• **STORED DATA**
::::::::
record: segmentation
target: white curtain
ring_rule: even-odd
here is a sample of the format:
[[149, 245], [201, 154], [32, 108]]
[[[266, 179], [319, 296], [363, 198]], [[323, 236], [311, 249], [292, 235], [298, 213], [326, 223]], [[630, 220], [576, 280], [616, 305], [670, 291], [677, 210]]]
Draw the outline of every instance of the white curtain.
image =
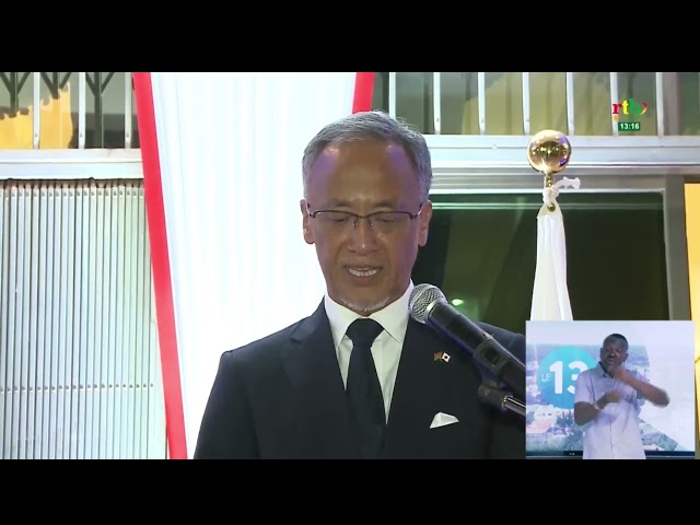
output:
::::::::
• **EXERCISE PROMPT**
Copy the records above line for line, without any changes, and leave the pictures out.

• **WRITTEN SOLUTION**
record: segmentation
target: white curtain
ring_rule: even-odd
here is a sample of the format:
[[149, 245], [201, 154], [32, 108]]
[[[266, 179], [319, 296], [363, 198]], [[323, 236], [311, 249], [292, 235], [298, 213], [326, 223]], [[630, 220], [576, 280], [616, 305], [670, 291], [677, 210]]]
Draw the outline of every instance of the white curtain.
image =
output:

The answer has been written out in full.